--- QUOTED PASSAGE ---

In my view, there is no lack of local talent in Singapore who can run this outfit and its various business functions. However, the manpower situation in the company has not changed much till today.
I am perplexed to learn that businesses like this can continue to operate in Singapore for such a long time without making any serious effort to have or to increase the Singaporean component at its management and senior levels. Should we not challenge ourselves to take advantage of this opportunity to reexamine our assumptions behind employment and economic policies more holistically so as to better encourage or incentivise or if necessary, ensure that companies make a greater effort to engage a Singaporean core at different levels of their company?
Improving our public transport policy
Mr Speaker, sir, even as we deal with the pressing needs on Covid-19, there remains a need to relook at policy areas and ensure sustainability in the medium term. With lighter loads on our public transport system now, there is an opportunity to review our public transport policy to better serve Singaporeans.
Singaporeans are highly dependent on our public transport system as we seek to build a car-lite society. Our starting point must then be to put our commuters first over other stakeholders and be world-class leaders in areas such as reliability, affordability and quality, a point I made before in the previous term of Parliament.
However, the furore that has erupted over an announcement by the Land Transport Authority (LTA) on planned changes to certain bus services in Bukit Panjang has illustrated the underlying tension between what the authorities perceive as prudent fiscal spending and the proper provision of public transportation to our commuters.
The Minister for Transport has mentioned on social media the subsidies needed for maintaining the affected MRT and bus services. While I see the need to ensure a degree of sustainability of our public transport, without those subsidies to build the connectivity required for a car-lite society, how can Singapore achieve the goals to reduce the reliance on cars and properly connect Singaporeans to the places they want to go in a reasonable and efficient manner?

--- LISTED ENTRIES ---

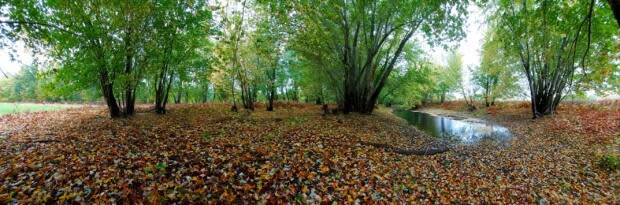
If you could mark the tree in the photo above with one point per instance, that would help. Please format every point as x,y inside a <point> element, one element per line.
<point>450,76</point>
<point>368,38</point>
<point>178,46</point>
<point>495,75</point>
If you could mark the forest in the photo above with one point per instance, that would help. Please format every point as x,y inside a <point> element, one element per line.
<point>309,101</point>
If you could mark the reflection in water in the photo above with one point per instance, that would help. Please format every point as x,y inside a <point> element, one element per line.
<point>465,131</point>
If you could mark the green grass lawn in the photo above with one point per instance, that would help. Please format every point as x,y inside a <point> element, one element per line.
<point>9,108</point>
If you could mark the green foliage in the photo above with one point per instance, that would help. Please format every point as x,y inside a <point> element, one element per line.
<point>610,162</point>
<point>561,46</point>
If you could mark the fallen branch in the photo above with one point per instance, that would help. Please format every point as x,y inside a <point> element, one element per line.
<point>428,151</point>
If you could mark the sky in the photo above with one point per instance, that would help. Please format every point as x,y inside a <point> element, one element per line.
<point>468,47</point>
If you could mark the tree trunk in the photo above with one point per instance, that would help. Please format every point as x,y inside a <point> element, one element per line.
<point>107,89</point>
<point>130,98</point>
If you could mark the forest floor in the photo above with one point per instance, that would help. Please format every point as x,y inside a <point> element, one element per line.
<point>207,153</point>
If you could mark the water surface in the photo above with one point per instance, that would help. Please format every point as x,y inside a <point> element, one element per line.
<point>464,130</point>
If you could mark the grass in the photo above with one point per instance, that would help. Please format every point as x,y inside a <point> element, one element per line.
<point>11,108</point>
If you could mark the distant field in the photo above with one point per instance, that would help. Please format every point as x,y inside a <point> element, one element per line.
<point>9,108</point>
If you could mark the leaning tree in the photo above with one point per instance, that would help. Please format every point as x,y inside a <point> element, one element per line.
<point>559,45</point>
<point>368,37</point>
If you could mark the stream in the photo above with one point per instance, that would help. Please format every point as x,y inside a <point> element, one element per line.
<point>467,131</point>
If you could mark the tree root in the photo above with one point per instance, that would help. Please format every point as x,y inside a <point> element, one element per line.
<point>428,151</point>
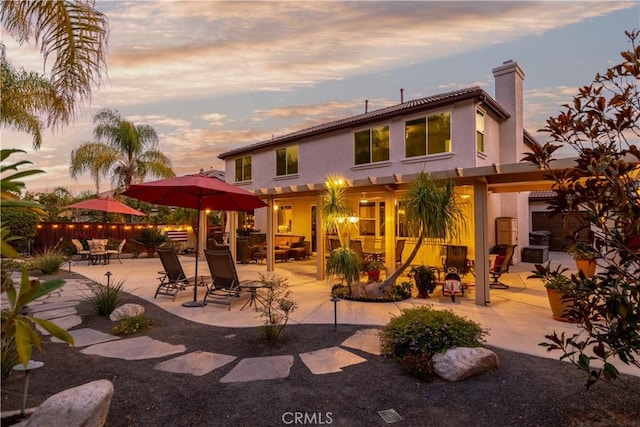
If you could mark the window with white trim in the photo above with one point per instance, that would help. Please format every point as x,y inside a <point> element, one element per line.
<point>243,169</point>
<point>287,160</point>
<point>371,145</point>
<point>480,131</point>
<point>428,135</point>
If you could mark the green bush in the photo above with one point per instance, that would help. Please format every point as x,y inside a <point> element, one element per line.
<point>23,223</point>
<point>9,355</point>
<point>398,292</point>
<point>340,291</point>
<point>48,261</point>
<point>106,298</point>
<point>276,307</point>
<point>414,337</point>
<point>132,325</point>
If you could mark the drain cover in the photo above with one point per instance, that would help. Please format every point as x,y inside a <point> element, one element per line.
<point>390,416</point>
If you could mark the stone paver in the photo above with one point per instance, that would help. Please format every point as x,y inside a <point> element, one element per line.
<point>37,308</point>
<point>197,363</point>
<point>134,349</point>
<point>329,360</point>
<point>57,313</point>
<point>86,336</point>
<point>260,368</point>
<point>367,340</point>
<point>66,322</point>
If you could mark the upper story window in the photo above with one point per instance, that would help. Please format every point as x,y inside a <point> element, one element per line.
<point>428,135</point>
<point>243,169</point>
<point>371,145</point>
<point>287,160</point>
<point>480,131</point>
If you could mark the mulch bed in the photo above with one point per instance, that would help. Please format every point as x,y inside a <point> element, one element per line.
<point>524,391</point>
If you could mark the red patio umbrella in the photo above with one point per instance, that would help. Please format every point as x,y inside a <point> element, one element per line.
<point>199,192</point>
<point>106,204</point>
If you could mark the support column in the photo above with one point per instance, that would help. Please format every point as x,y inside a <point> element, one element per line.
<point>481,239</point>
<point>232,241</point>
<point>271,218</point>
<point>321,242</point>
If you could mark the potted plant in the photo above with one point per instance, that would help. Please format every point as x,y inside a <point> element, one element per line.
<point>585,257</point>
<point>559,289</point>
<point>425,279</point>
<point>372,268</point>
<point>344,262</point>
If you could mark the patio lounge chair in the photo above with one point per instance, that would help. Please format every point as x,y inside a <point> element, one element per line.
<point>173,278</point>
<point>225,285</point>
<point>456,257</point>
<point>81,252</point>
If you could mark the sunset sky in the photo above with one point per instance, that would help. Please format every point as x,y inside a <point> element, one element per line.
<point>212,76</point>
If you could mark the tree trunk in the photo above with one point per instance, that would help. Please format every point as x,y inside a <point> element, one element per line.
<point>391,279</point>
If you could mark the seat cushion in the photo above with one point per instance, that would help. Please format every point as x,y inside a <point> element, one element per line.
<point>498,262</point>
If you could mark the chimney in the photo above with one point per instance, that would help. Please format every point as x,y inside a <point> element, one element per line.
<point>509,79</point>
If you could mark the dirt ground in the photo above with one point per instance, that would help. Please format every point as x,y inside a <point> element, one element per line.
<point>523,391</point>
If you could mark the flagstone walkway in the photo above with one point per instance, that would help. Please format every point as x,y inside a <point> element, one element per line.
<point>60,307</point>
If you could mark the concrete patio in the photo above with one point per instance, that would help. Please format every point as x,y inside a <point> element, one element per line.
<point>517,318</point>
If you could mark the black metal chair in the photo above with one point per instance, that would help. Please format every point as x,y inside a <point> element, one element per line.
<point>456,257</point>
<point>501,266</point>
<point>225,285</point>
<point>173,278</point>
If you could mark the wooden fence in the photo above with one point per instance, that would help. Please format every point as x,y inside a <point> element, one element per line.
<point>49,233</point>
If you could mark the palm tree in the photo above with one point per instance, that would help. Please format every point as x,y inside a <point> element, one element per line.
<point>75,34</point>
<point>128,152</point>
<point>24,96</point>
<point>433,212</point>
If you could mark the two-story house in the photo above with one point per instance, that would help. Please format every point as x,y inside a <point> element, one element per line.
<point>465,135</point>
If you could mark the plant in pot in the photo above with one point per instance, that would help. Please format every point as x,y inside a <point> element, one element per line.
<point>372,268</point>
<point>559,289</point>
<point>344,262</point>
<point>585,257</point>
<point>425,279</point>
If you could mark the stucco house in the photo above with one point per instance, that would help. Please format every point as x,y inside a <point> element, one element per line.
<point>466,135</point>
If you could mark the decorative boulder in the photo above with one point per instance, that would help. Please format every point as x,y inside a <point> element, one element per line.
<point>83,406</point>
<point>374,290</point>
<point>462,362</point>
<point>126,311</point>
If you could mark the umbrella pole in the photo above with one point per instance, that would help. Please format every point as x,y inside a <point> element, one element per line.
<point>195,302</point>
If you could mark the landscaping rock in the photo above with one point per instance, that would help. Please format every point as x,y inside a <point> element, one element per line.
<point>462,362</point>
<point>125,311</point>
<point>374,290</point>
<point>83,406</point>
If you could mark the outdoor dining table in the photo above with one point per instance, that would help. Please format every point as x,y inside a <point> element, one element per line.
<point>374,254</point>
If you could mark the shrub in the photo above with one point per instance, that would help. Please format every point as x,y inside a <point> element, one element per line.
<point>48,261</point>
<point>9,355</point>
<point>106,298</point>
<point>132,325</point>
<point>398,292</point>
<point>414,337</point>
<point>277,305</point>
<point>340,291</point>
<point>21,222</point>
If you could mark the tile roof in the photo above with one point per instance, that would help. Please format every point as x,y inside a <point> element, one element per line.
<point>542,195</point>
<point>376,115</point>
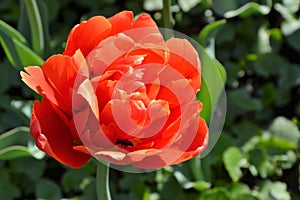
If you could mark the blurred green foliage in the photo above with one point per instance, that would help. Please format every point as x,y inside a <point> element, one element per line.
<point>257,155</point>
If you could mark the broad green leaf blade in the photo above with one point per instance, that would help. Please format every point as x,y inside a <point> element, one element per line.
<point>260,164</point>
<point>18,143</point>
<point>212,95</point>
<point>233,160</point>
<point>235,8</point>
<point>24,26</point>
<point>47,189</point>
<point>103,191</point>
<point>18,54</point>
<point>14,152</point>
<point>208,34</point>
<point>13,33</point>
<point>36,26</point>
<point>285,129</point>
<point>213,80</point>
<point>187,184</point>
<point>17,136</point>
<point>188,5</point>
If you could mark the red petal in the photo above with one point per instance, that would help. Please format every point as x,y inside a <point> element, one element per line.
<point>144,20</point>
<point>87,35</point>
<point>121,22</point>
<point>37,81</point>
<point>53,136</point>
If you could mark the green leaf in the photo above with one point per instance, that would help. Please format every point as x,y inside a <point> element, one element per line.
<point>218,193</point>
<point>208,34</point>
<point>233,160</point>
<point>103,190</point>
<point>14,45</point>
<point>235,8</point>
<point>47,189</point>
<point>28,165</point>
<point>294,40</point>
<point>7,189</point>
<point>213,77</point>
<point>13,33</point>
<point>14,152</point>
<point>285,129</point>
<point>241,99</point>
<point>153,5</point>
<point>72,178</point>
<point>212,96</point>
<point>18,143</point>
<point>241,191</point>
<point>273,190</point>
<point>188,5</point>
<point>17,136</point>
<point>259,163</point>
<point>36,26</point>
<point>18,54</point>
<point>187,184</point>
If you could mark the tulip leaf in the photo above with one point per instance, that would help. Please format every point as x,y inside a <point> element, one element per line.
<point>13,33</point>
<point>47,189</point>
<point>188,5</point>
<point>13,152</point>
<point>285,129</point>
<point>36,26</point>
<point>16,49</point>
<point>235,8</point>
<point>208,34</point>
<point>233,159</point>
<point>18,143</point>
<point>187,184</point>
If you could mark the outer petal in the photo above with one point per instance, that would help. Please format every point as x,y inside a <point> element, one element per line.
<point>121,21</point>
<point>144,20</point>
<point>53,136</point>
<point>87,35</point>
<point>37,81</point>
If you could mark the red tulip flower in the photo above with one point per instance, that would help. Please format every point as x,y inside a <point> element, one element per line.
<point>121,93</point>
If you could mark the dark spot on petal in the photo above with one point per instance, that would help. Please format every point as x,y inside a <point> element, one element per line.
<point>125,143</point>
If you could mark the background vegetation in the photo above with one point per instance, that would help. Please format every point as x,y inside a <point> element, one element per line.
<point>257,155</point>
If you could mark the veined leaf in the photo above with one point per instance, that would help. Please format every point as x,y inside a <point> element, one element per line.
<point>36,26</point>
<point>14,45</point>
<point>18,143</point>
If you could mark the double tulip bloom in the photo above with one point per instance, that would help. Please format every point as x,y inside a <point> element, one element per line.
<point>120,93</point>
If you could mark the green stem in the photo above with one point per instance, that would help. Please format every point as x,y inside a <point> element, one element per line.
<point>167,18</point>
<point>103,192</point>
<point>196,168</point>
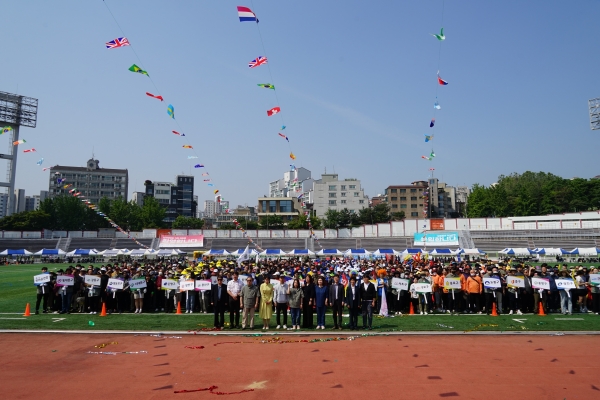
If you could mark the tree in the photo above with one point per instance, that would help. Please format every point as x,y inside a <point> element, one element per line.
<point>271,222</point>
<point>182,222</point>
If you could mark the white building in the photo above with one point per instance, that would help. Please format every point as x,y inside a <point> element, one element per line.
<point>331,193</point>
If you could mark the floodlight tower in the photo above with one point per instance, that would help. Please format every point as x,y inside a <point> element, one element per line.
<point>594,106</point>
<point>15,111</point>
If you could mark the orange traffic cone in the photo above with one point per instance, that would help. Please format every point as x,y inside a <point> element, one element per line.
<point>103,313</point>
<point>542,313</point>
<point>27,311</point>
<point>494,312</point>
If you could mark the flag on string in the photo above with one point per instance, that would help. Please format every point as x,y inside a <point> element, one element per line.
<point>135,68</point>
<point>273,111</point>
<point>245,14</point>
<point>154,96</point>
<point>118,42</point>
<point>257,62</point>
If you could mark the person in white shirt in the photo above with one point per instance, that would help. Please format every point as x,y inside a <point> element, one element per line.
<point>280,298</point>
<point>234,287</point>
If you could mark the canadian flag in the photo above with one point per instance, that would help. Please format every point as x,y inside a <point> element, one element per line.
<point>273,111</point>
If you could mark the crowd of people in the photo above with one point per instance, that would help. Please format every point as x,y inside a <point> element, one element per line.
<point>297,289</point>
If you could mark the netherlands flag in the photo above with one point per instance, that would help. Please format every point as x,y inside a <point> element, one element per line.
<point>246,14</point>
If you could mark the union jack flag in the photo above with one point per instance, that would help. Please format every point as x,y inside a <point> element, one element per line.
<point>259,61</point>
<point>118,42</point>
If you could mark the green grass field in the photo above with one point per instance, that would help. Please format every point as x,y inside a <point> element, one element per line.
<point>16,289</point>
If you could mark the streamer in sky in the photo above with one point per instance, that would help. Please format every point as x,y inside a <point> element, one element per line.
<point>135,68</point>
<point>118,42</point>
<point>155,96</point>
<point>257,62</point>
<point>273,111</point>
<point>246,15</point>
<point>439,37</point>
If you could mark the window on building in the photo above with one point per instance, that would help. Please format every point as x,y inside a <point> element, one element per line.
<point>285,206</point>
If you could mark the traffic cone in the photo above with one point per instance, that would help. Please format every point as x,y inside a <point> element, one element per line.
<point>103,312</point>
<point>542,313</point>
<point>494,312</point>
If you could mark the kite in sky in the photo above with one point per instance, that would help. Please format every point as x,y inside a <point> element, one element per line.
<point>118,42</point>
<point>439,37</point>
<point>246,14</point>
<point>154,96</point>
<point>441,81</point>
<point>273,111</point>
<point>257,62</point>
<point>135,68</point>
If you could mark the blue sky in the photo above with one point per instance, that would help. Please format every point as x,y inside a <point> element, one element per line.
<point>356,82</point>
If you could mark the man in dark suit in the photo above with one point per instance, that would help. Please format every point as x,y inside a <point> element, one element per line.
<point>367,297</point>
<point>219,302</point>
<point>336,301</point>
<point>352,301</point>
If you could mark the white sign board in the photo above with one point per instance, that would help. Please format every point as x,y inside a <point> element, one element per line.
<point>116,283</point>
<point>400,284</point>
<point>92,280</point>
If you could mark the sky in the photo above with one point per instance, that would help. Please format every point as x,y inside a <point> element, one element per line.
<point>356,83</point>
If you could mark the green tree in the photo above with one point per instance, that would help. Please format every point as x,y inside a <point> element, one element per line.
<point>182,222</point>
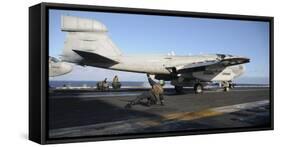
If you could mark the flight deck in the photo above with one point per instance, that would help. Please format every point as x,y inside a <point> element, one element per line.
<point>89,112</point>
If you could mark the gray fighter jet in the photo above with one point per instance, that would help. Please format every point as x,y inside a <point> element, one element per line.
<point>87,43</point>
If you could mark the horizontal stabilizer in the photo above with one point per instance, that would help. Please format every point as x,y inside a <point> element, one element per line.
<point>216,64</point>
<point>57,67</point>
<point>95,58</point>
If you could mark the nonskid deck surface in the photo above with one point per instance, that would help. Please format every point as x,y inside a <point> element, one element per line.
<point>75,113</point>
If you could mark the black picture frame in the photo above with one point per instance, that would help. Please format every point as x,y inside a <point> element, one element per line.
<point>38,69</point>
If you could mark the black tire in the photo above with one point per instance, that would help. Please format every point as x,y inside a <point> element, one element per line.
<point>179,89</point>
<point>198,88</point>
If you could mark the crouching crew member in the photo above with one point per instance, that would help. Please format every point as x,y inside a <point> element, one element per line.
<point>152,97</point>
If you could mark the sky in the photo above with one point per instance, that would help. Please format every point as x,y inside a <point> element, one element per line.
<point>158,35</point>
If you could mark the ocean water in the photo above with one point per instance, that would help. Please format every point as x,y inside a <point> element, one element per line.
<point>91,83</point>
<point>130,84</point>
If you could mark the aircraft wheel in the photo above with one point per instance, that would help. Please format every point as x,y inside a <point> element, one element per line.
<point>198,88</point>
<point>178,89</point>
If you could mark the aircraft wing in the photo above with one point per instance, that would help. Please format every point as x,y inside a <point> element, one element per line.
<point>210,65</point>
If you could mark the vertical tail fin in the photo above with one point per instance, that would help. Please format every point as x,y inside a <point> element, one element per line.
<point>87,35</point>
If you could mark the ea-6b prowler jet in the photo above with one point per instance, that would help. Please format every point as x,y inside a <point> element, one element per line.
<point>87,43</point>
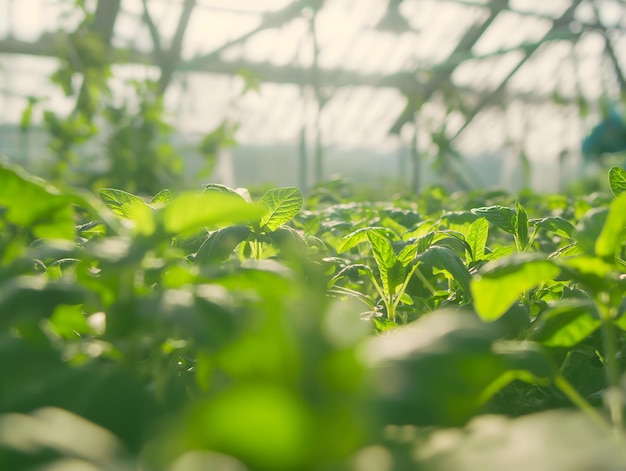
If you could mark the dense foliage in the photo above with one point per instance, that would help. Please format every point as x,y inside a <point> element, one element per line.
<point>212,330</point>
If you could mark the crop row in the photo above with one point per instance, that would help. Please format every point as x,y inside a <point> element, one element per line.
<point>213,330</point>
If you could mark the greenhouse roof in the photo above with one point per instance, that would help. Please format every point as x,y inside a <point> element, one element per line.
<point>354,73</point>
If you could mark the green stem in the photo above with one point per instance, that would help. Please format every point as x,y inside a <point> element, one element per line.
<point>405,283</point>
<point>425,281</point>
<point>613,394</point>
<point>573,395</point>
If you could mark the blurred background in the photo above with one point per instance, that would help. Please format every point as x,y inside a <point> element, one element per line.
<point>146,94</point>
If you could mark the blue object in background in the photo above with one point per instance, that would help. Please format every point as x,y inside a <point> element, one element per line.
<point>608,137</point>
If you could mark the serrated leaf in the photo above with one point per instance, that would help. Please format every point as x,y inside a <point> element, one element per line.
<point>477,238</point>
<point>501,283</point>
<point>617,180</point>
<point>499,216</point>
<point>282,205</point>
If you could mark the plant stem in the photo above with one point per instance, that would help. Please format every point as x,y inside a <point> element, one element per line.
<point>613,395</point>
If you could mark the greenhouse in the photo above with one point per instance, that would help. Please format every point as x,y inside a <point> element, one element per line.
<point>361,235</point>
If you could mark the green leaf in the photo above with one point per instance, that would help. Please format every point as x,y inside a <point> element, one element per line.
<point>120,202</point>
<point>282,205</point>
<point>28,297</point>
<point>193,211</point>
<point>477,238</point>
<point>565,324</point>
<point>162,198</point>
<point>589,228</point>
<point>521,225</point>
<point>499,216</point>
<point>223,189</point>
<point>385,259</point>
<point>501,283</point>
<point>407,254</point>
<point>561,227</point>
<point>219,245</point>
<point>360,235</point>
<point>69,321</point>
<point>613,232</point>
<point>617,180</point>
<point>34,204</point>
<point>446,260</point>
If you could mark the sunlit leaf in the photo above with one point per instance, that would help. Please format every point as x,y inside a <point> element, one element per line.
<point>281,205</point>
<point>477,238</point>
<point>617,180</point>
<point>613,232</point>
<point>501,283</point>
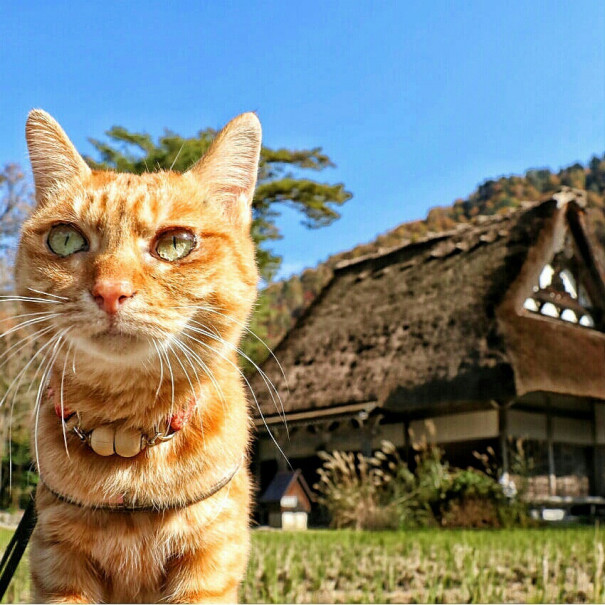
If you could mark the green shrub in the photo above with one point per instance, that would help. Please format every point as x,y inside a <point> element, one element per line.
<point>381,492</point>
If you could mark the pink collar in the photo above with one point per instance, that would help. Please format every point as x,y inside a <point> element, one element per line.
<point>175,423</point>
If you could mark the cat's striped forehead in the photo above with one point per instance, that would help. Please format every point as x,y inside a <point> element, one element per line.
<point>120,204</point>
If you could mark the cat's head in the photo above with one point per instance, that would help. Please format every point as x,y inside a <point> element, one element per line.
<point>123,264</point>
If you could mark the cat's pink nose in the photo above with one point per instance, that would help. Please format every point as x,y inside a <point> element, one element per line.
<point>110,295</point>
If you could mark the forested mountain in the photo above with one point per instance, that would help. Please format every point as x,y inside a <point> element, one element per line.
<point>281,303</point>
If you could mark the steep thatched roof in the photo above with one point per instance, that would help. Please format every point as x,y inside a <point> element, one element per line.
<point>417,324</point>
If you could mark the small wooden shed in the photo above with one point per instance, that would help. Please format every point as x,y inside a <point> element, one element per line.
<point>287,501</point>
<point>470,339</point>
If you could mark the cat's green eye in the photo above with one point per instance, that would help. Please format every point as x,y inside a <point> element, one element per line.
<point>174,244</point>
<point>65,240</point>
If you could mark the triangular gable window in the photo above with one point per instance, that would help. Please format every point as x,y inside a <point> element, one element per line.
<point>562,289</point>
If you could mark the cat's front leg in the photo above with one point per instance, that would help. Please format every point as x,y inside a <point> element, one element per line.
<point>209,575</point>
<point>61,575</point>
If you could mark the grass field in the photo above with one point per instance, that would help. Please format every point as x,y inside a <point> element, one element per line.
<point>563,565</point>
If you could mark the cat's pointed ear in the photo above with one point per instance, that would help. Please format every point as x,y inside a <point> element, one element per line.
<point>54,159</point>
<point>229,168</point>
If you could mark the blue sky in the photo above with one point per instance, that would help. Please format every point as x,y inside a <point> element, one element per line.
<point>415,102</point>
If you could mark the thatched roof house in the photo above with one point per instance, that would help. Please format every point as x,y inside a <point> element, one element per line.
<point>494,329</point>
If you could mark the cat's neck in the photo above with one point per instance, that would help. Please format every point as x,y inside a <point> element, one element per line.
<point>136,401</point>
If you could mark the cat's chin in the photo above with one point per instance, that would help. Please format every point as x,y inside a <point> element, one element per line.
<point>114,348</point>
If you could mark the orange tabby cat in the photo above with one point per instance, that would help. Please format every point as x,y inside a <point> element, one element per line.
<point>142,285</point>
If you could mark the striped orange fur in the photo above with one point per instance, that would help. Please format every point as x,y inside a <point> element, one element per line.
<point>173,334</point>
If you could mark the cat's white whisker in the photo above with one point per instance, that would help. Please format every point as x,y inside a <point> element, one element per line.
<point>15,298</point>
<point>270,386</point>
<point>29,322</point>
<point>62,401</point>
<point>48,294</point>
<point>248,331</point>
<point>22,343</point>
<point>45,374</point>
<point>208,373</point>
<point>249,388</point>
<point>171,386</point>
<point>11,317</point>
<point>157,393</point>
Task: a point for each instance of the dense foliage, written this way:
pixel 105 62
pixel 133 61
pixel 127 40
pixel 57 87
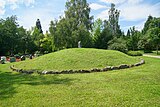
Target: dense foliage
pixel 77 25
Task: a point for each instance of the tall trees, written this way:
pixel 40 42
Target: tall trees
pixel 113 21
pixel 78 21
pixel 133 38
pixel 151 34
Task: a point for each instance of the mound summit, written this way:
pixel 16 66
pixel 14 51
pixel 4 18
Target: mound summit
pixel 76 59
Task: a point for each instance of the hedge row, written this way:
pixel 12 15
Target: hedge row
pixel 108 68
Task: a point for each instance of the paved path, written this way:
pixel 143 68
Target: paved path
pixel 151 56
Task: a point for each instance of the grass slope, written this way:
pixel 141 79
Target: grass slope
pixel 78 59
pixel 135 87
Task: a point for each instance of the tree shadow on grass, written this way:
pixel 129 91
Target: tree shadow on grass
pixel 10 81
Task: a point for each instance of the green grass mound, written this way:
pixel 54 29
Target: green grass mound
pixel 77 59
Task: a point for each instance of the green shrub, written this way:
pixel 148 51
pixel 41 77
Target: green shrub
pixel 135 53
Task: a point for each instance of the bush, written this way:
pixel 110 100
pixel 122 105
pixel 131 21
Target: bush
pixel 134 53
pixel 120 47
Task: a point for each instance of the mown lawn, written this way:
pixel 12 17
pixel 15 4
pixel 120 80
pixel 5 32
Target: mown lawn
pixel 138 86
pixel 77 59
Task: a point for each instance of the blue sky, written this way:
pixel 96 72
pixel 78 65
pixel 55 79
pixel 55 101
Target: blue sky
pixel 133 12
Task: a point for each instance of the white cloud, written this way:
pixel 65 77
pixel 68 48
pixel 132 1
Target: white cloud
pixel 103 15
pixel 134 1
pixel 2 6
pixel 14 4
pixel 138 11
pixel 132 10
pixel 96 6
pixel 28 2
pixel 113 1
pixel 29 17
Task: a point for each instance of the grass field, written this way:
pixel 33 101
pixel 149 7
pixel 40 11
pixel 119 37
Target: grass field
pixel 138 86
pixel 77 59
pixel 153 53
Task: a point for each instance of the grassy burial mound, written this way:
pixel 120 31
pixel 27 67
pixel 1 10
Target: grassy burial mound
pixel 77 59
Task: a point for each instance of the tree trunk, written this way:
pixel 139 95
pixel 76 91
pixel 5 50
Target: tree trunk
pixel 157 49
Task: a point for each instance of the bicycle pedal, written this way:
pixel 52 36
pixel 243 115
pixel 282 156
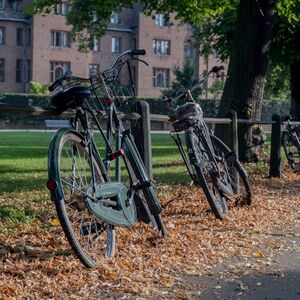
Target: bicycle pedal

---

EXERCISES TO COMPLETE:
A: Based on the parliamentary speech, decide whether each statement agrees with it, answering yes or no and quoting the deciding words: (i) The speaker believes Singapore lacks the local talent to run the outfit. (ii) Public transport loads are lighter now. (iii) The LTA announcement concerned bus services in Bukit Panjang.
B: Revise the parliamentary speech from "Improving our public" to "better serve Singaporeans.", putting "long term" in place of "medium term".
These lines were taken from a different source than the speech.

ANSWER LIST:
A:
(i) No: "there is no lack of local talent in Singapore who can run this outfit"
(ii) Yes: "With lighter loads on our public transport system now"
(iii) Yes: "planned changes to certain bus services in Bukit Panjang"

B:
Improving our public transport policy
Mr Speaker, sir, even as we deal with the pressing needs on Covid-19, there remains a need to relook at policy areas and ensure sustainability in the long term. With lighter loads on our public transport system now, there is an opportunity to review our public transport policy to better serve Singaporeans.